An exact copy of the entries is required, with every image omitted.
»»
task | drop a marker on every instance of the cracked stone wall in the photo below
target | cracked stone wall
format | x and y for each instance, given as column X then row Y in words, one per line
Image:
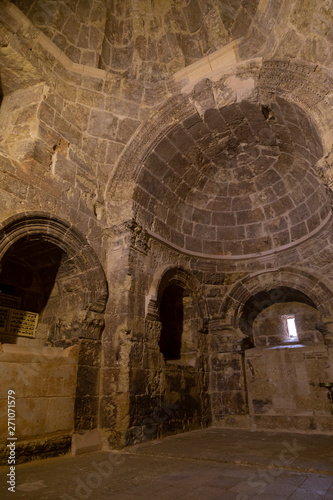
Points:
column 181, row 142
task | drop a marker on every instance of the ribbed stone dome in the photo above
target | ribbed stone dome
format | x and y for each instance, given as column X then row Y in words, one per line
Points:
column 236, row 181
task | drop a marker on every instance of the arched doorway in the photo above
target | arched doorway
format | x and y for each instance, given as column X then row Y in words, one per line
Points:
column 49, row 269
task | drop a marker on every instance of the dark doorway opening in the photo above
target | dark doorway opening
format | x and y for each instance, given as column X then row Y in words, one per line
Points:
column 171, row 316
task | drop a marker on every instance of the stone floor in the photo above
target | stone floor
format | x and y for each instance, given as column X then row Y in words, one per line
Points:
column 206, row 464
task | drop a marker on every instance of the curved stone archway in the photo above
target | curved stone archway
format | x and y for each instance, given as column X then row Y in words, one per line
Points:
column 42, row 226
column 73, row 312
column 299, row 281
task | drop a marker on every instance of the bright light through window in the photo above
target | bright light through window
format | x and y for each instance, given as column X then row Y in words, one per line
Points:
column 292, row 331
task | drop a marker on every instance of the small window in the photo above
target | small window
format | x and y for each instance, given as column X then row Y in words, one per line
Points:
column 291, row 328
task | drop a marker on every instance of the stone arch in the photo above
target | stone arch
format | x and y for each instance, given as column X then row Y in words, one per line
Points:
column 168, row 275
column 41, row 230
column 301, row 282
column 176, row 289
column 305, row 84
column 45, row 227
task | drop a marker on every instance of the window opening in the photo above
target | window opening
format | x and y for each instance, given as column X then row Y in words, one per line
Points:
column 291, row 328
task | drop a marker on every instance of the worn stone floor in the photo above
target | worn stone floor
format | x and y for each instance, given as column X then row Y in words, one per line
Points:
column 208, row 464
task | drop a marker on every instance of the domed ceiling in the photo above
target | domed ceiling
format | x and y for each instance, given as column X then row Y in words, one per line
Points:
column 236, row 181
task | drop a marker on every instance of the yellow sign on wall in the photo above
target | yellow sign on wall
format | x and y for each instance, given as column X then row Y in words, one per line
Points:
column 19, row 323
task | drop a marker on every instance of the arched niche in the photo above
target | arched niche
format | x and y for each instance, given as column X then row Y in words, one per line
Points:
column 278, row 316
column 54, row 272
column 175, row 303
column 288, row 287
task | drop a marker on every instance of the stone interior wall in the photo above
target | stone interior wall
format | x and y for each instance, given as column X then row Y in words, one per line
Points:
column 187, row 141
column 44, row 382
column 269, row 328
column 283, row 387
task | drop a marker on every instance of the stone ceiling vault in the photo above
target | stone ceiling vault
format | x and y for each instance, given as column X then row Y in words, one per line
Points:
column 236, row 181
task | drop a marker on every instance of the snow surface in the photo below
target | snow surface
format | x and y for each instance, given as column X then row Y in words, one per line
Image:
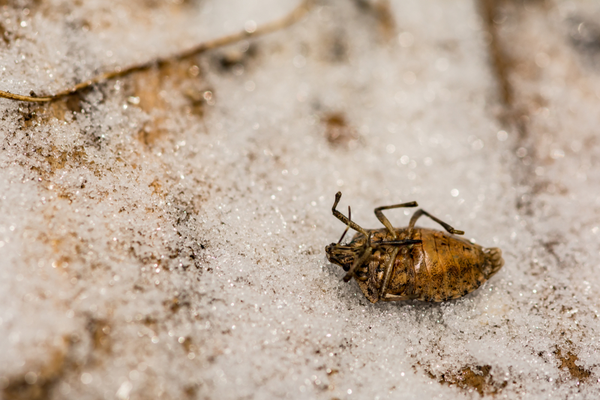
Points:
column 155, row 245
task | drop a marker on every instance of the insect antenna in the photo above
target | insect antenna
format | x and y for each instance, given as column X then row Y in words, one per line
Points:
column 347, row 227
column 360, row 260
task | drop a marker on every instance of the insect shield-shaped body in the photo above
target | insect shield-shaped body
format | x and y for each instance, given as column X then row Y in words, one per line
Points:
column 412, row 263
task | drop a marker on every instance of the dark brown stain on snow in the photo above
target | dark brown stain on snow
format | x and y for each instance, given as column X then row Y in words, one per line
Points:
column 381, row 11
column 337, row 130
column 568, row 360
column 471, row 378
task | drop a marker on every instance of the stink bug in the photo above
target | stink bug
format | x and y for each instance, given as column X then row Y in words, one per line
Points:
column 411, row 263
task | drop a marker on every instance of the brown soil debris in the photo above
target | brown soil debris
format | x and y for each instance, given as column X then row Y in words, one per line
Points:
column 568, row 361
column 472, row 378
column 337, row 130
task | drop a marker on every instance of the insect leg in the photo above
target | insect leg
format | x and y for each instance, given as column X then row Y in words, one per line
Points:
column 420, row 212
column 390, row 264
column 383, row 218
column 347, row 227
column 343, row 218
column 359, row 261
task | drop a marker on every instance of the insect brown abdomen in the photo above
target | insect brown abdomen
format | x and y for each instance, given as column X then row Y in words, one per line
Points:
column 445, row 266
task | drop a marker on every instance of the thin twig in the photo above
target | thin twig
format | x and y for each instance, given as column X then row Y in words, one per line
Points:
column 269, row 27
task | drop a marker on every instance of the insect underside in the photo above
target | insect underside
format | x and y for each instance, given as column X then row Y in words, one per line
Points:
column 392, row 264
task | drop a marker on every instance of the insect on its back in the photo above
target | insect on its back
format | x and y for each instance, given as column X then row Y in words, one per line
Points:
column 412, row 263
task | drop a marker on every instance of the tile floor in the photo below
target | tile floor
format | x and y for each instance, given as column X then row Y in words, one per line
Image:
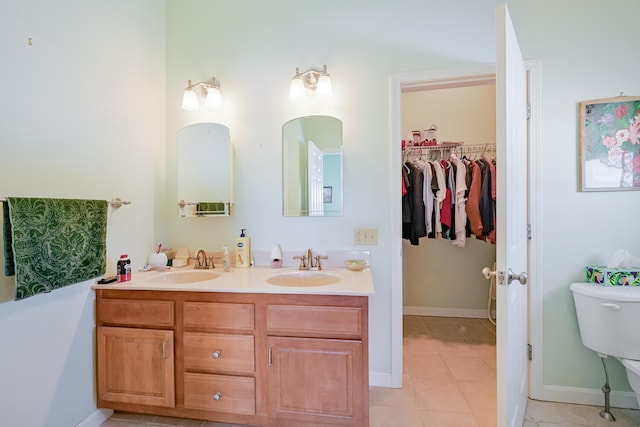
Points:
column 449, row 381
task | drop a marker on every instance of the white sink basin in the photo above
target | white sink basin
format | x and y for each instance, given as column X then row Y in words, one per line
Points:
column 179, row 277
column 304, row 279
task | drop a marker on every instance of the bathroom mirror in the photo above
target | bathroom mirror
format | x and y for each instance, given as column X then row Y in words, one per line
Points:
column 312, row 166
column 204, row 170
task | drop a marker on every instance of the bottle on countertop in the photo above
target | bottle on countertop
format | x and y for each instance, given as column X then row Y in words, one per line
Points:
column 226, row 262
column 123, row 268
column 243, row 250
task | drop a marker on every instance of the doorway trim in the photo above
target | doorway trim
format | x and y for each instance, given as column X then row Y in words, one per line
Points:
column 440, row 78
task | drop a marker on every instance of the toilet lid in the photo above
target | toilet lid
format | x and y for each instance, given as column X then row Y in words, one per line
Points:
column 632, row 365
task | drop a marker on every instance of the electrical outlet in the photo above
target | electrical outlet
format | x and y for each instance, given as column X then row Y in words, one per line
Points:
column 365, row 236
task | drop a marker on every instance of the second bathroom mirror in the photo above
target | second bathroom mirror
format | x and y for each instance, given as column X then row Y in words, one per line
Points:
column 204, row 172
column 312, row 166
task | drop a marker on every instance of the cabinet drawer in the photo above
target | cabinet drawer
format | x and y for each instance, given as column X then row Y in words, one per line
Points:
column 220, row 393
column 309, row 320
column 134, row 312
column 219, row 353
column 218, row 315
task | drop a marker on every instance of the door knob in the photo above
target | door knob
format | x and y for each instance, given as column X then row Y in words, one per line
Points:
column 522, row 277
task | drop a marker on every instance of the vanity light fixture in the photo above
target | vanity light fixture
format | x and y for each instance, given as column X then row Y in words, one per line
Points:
««
**RESPONSE AREA**.
task | drop a marker on every instance of the cracked stone wall in the photo below
target | cracked stone wall
format | x and y for each instance, given as column X then row Y in words, one per line
Image:
Points:
column 181, row 142
task | drop a marker on every instance of the ribbed stone dome in the photo above
target | ribbed stone dome
format | x and y for each instance, given as column X then row Y in words, one per line
Points:
column 236, row 181
task | drop a marker on every instance of the arched doorway in the photo above
target | arched doorway
format | x and y for each instance, given as column X then row Y in words, one per line
Points:
column 49, row 269
task | drop a marker on every instance of the dark doorway opening in the photo above
target | dark doorway opening
format | x and y for each instance, given as column X then row Y in words, one per line
Points:
column 171, row 316
task | drop a marker on every instance of the stone floor in the photo above
target | stone floor
format | x and y for each instance, given as column X then row Y in words, one per line
Points:
column 206, row 464
task | drop a marker on every instance of the curved stone archway in the photo above
target | curved stone archway
format | x and y for each instance, given as column X then row Y in words, one per line
Points:
column 42, row 226
column 73, row 312
column 299, row 281
task | drop a marker on every instance of the bright light through window in the photo above
target | bright light through window
format | x and y for each instance, given as column X then row Y in words, one per line
Points:
column 292, row 331
task | drop a marker on every instance of the small window in the photo above
target | small window
format | x and y for each instance, given as column X then row Y in words, one per line
Points:
column 291, row 328
task | drop a marker on every instance of the stone arch in the photo above
target | stone arch
format | x and y for each instance, given as column X then row Y in words, one per line
Points:
column 168, row 275
column 41, row 230
column 301, row 282
column 176, row 289
column 305, row 84
column 45, row 227
task | drop a marker on every instance of the window opening in the photo above
target | window opening
format | x and y for each instance, given as column X then row Y in words, one per line
Points:
column 291, row 328
task | drop a marker on every instance of the worn stone floor in the photo above
target | worn stone floor
format | x and y for each instance, given as column X then row Y in words, one per line
Points:
column 208, row 464
task | drop a marker on every instance of the domed ceiling in the photo above
target | domed ceiling
format | x and y for each instance, given as column X then row Y in words, one per line
Points:
column 236, row 181
task | drop a marker on every instance of the yellow sign on wall in the photo above
target | yellow sign on wall
format | x and y for each instance, given as column X then row Y in words, one per line
Points:
column 19, row 323
task | drop a marker on every instance of the arched niche in the photo above
target | arched niche
format | x and y for each instance, given as column X then row Y in words, one per line
Points:
column 278, row 316
column 54, row 272
column 175, row 303
column 288, row 287
task | drop a marker on every instance of the stone interior wall in the photo above
target | stone interior wall
format | x and y for each instance, given as column X then row Y in words, one per line
Points:
column 187, row 141
column 44, row 382
column 269, row 328
column 283, row 387
task | drop a marker on every instance of the stone ceiling vault in the photo above
target | stone ceiling vault
format | x and y for each instance, given as column X then row Y in words, one per line
Points:
column 236, row 181
task | drop a marker on every instance of the snow surface in the photo below
target | snow surface
format | x and y for each instance, given as column X then row Y in words, one per line
Image:
Points:
column 155, row 245
task | drop a marker on every instance of the insect antenna in the photo above
target | insect antenna
format | x and y for each instance, given as column X then row Y in words, one per line
Points:
column 347, row 227
column 360, row 260
task | drop a marker on every instance of the insect shield-shaped body in the photo above
target | insect shield-shaped body
format | x and y for each instance, given as column X then row Y in words, one per line
Points:
column 412, row 263
task | drop a marker on every instance of the dark brown stain on snow in the photo above
target | dark brown stain on snow
format | x and y for each instance, given as column X then row Y in words, one per line
Points:
column 381, row 11
column 337, row 130
column 568, row 360
column 471, row 378
task | drop a marker on every instance of the stink bug in the photo above
target | stink bug
format | x and y for each instance, given as column X then row Y in words, one per line
Points:
column 411, row 263
task | drop a marker on every instance of the brown soil debris in the photo above
target | brown soil debris
format | x and y for each instance, given as column X then row Y in words, one per line
Points:
column 568, row 361
column 472, row 378
column 337, row 130
task | drop a marker on every instance of the insect leg in the photo above
target | insect leg
format | x and y for each instance, given as column X then row Y in words, one per line
Points:
column 420, row 212
column 390, row 264
column 383, row 218
column 347, row 227
column 343, row 218
column 359, row 261
task | drop a marker on every instance of the insect brown abdomen in the photo above
target | insect brown abdomen
format | x and y for each instance, given as column X then row Y in words, one per line
Points:
column 445, row 266
task | drop a marker on every instance of the thin twig in the photo above
target | thin twig
format | x and y for each instance, given as column X then row Y in words, one per line
Points:
column 269, row 27
task | drop a marker on every instance of the insect underside in the photo above
target | insect underside
format | x and y for each instance, given as column X then row Y in words, one per line
Points:
column 392, row 264
task | drop a marker on every instance of the insect on its back in the photo above
target | insect on its back
format | x and y for each instance, given as column X then row Y in words, one per line
Points:
column 412, row 263
task | drop a marker on every instance of the tile floor in the photo below
target | tile floor
format | x and y for each instance, given as column X then row Y in words, one per line
Image:
Points:
column 449, row 381
task | drop a marker on every instance of the white sink basin in the photo above
target | white sink basin
format | x and y for each instance, given as column X then row Y in words, one per line
Points:
column 179, row 277
column 304, row 279
task | drop a marker on every instance of the bathroom mirror in the photo above
target | bathroom mirror
format | x and y for each instance, given as column X then row Y in words, one per line
Points:
column 312, row 166
column 204, row 170
task | drop a marker on every instance of the bottle on countertop in the photo above
target | bottle on countertop
format | x and y for each instance, given as column X then row Y in words, one per line
Points:
column 226, row 262
column 123, row 268
column 243, row 250
task | drop a marker on every instance of the doorway trim in the photo above
target | doorway trim
format | x and y for each instance, given as column X then row Y in words, one per line
Points:
column 440, row 78
task | drop a marker on every instance of the toilet lid in the photo above
target | toilet lid
format | x and y for each instance, given as column X then row Y in words, one per line
Points:
column 632, row 365
task | drop a marker on every instance of the electrical outlet in the photo above
target | electrical outlet
format | x and y for each instance, given as column X then row Y in words, one per line
Points:
column 365, row 236
task | drop a marker on every instance of the second bathroom mirror in the photo above
target | second bathroom mirror
format | x and y for each instance, given as column X then row Y in words, one per line
Points:
column 204, row 172
column 312, row 166
task | drop a marker on every instance of the cabinet drawer in the photo above
target | cabinet drawer
format | x and y for each instance, given as column X then row Y in words, one per line
Points:
column 220, row 393
column 309, row 320
column 134, row 312
column 219, row 353
column 218, row 315
task | drop a marker on every instance of the door knob in the photo above
target | door knob
format | x and y for each instance, given as column X then row Y in words, one per line
Points:
column 522, row 277
task | drop a marker on every instance of the vanity light fixture in the photo above
target | vanity light fixture
format | x and y for each instance, given as column X then row Y in words, one per line
Points:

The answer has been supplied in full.